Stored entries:
☆ ☆ ☆ ☆
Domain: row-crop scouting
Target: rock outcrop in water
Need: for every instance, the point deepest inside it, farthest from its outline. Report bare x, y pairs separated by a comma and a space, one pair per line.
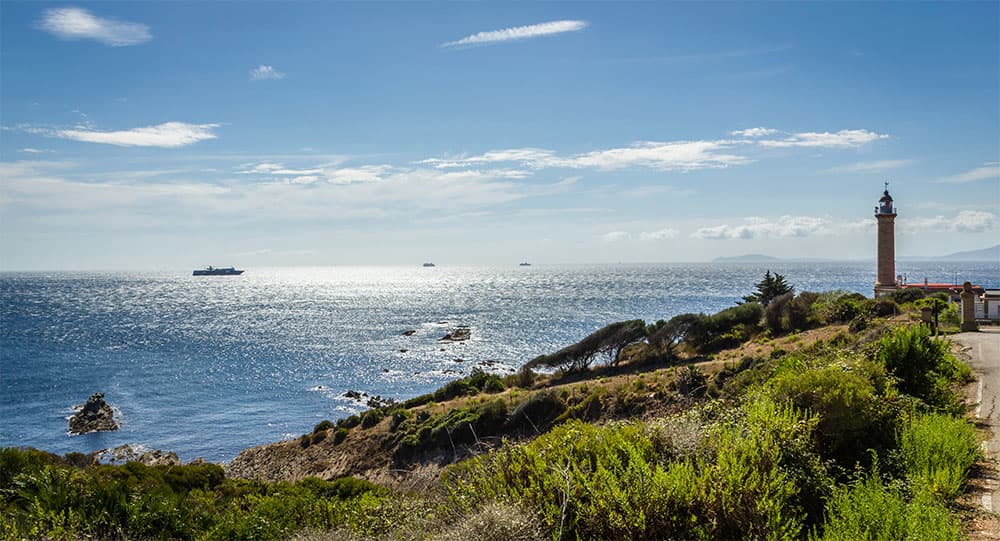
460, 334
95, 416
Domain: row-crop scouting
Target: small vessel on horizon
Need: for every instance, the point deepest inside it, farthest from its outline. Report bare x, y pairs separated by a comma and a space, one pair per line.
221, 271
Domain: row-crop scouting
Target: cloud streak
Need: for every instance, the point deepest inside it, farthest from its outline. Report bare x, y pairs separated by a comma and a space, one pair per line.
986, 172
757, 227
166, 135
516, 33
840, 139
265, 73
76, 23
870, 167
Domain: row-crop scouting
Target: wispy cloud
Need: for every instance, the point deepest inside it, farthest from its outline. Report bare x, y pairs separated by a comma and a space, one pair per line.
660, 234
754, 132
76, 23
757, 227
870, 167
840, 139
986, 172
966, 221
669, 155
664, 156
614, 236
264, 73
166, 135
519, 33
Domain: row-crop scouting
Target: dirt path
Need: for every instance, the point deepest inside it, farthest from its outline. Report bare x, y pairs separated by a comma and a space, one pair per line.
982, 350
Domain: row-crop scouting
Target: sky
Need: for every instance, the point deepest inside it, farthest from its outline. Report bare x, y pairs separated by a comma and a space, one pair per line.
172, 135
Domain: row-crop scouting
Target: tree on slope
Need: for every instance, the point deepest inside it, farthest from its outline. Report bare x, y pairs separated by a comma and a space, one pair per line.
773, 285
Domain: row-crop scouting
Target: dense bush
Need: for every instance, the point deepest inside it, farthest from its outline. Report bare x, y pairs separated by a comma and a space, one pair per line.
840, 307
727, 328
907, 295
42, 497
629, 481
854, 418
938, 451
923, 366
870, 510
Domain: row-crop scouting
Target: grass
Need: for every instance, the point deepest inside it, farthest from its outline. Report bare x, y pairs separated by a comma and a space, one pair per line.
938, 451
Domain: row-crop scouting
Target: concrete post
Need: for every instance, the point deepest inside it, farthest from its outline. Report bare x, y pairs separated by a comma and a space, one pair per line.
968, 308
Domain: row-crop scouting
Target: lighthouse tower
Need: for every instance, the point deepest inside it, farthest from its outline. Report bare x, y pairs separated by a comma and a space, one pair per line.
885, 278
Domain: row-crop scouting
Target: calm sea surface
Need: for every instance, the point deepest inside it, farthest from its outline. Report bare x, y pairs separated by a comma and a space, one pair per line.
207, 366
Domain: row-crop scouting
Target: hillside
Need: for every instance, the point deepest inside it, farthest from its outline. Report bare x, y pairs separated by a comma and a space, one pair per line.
☆ ☆ ☆ ☆
*About this exercise*
Find every line in the records that has the word "cloud". Copy those lines.

*Response*
Target: cloud streak
Target: wispy cloud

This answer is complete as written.